▶ [Supplied text]:
---

A Reformed Congregation. Sierra View Presbyterian Church, Fresno, California

Month: October 2014

Seeing Life Through an Eternal Perspective

The Lord is in His holy temple; the Lord’s throne is in heaven.”

I grew up in Southern California, where the sun was always shining and if it was over 3 years old, your car was ancient.  But I wasn’t into cars.  Or even the beach, for that matter.  No, I was into motorcycles.  Dirt bikes, to be precise.  The more dirt, the better.  Mountains, desert.  Didn’t matter.  Just give me a dirt bike and place to ride it, and I was happy.

The older I got, the more important the gear became.  None more so than the goggles to protect my eyes and vision.  I still remember when they came out with new goggles that had the ability to ‘get clean’ as you rode.  You simply pulled a string, and a new, clear lens took its place across the goggle shield, allowing new and perfect vision.

Trouble was, it was easy to forget the string.  After a few hours of riding, the goggles got really clouded over by a layer of dust or mud.  Sometimes we’d be forced to stop and clean our goggles.  Other times we’d stop to rest, remove our goggles and only then see the beauty of our journey thus far.  If only we’d remembered to pull the string, the ride would have been so much more pleasant.

“The Lord in in His holy temple.  And his throne in is heaven.”   In effect, this is the psalmist pulling the string to gain a whole new vision of how things actually are.  It’s important to do that, isn’t it?  Sometimes we need to do that in our personal lives, and take stock of what we’re doing, or what we should be doing and aren’t.  Sometimes we need to do that in the church and ministry, as I have been doing for months, now.  Other times we simply need to put on new goggles and see life through an eternal perspective.

If it’s true that the Lord is in His holy temple, then the next question is, ‘so what?’  What does it matter if the Lord is in His temple?  The answer is, on a fundamental level, ‘it evidently matters to the psalmist, therefore it matters.’  But there are at least 3 far more practical reason that it matters that God is on His throne and that we have the visionary perspective to remember that.

First, it matters because it means that God is happy and exalted.  He is happy in His own being – Father, Son and Holy Spirit.  He is eternally blessed and self glorifying.  He enjoys being God.  He enjoys blessing His children and creation.  He takes pleasure in the repentance of sinners and in the worship of their multitudes.  It makes Him happy and exalted when His children cry out to him in prayer, because it exalts His throne when we confess our dependence on Him.  This is all true, because God is on His throne.  O the depths of the mysteries of God, that He is increasingly glorified in the perpetual exaltation of his already perfect glory.

---

▶ [Stated task A]:
List each line of the listing that includes the word "woman".
The text and the listing have no connection to each other.

(Stored items)
---

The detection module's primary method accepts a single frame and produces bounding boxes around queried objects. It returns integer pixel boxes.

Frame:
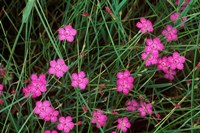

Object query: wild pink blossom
[138,102,153,117]
[141,52,159,66]
[175,0,190,10]
[92,110,108,128]
[33,100,52,119]
[136,17,153,33]
[57,116,74,133]
[0,84,3,95]
[117,117,131,132]
[164,69,176,80]
[168,52,185,70]
[48,58,68,78]
[145,37,164,54]
[162,25,178,41]
[22,74,47,98]
[126,99,139,111]
[44,130,58,133]
[58,24,77,42]
[116,70,134,95]
[71,71,89,90]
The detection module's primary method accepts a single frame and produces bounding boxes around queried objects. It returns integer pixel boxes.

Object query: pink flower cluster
[57,116,74,133]
[48,59,68,78]
[92,110,108,128]
[117,117,131,132]
[157,51,185,80]
[141,38,164,66]
[0,84,3,95]
[117,70,134,95]
[162,25,178,41]
[33,100,59,122]
[58,25,77,42]
[126,99,153,117]
[23,74,47,98]
[71,71,89,90]
[175,0,190,10]
[136,18,153,34]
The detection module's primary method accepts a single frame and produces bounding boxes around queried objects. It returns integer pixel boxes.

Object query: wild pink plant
[168,51,185,70]
[0,84,3,95]
[126,99,139,111]
[136,17,153,33]
[48,58,68,78]
[57,116,74,133]
[58,24,77,42]
[116,70,134,95]
[162,25,178,41]
[91,109,108,128]
[138,102,153,117]
[71,71,89,90]
[117,117,131,132]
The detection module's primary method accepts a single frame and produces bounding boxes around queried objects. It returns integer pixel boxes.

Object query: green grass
[0,0,200,133]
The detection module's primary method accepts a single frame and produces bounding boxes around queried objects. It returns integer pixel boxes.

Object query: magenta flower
[57,116,74,133]
[175,0,190,10]
[136,17,153,33]
[138,102,153,117]
[168,52,185,70]
[0,84,3,95]
[49,59,68,78]
[162,25,178,41]
[58,25,77,42]
[145,38,164,54]
[116,70,134,95]
[117,117,131,132]
[23,74,47,98]
[71,71,89,90]
[92,110,108,128]
[44,130,58,133]
[33,100,52,119]
[126,99,139,111]
[141,52,159,66]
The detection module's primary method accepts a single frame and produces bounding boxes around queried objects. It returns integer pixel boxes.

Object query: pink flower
[126,99,139,111]
[44,130,58,133]
[58,25,77,42]
[162,25,178,41]
[175,0,190,10]
[49,59,68,78]
[92,110,108,128]
[116,70,134,95]
[157,56,170,72]
[57,116,74,133]
[145,38,164,54]
[141,52,159,66]
[71,71,89,90]
[117,117,131,132]
[23,74,47,98]
[138,102,153,117]
[168,52,185,70]
[0,84,3,95]
[136,17,153,33]
[33,100,52,119]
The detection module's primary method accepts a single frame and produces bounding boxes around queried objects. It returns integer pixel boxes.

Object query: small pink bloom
[71,71,89,90]
[136,17,153,33]
[92,110,108,128]
[162,25,178,41]
[138,102,153,117]
[44,130,58,133]
[58,25,77,42]
[48,59,68,78]
[126,99,139,111]
[117,117,131,132]
[57,116,74,133]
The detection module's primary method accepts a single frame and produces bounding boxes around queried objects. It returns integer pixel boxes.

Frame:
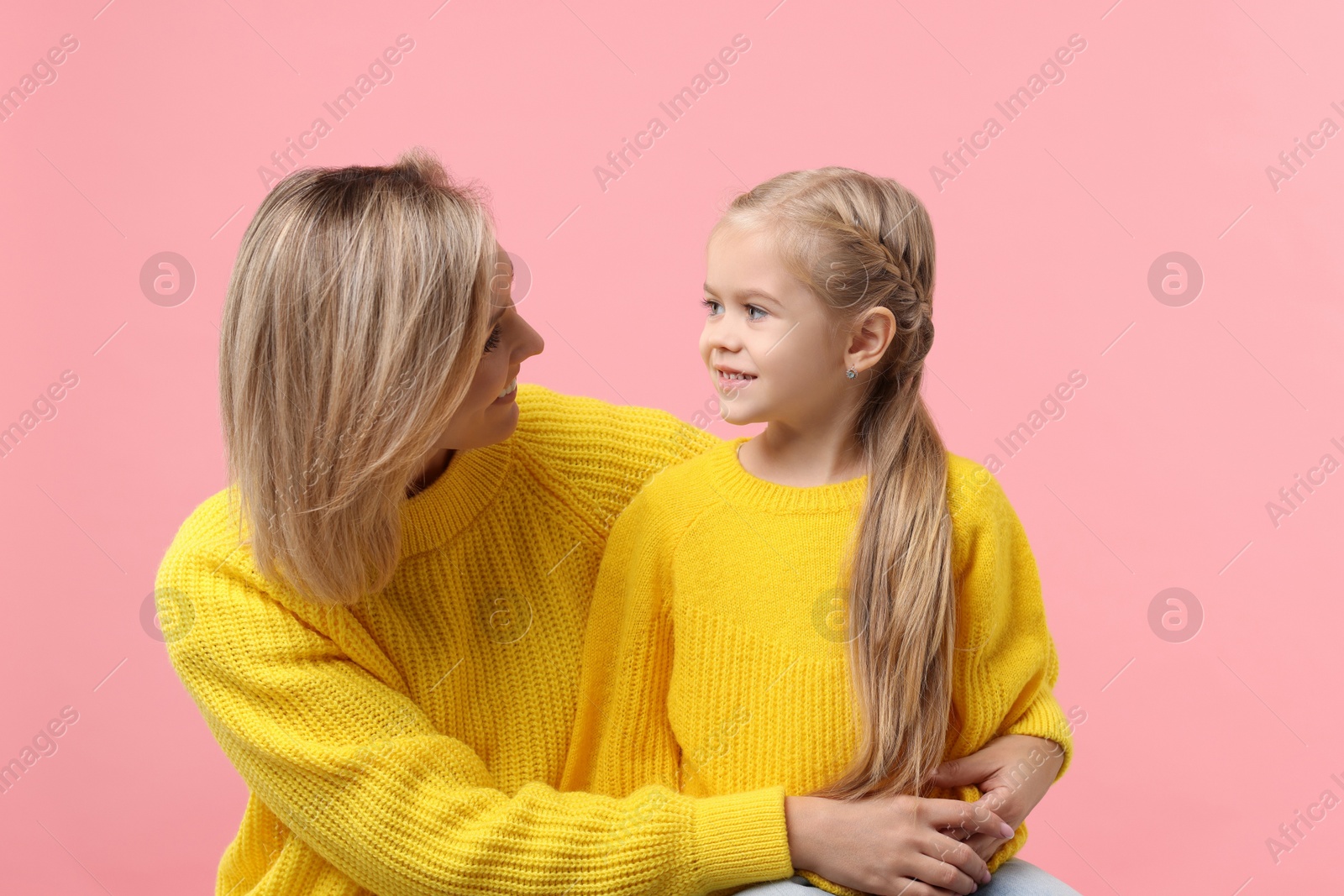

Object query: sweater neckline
[708,435,869,513]
[401,438,513,558]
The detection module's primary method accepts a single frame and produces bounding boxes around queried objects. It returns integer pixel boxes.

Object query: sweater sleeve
[517,383,722,537]
[953,468,1074,873]
[563,490,681,797]
[156,548,788,896]
[957,471,1074,780]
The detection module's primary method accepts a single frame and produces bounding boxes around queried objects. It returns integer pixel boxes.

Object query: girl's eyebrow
[704,284,784,307]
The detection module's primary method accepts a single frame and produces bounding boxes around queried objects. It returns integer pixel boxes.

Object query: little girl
[564,168,1073,896]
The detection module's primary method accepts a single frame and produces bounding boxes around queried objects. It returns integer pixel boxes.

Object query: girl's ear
[844,307,896,372]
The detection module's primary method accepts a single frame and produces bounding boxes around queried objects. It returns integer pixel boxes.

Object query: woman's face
[438,242,546,450]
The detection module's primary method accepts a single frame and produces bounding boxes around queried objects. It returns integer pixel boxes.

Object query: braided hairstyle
[717,166,956,799]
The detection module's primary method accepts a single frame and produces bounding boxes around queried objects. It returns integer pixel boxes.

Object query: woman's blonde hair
[219,146,496,605]
[715,166,956,798]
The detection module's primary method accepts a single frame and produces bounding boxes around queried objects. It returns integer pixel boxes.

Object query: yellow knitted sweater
[156,385,791,896]
[563,437,1073,893]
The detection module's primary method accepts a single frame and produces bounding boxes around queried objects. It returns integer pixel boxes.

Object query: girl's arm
[934,471,1074,871]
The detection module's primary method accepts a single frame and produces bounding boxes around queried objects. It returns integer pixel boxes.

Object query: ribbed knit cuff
[690,787,793,892]
[1004,693,1074,783]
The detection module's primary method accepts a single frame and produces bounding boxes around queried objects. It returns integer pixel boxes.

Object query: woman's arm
[156,551,788,896]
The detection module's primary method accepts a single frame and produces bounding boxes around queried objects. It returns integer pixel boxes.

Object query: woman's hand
[784,797,1012,896]
[932,735,1064,861]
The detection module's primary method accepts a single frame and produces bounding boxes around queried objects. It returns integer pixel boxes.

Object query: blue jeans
[738,856,1079,896]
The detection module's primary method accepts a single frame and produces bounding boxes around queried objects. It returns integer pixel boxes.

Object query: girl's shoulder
[509,383,722,531]
[946,451,1008,521]
[948,451,1031,575]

---

▶ [Stated task B]:
Answer these questions from the devotional on eternal perspective:
(i) What kind of motorcycles was the writer into?
(ii) What did a rider pull to bring a new, clear lens across the goggle shield?
(iii) According to the devotional, God is happy in His own being as which three persons?

▶ [Answer A]:
Object query: woman's face
Object query: woman's blonde hair
Object query: woman's arm
Object query: woman's hand

▶ [Answer B]:
(i) Dirt bikes.
(ii) A string.
(iii) Father, Son and Holy Spirit.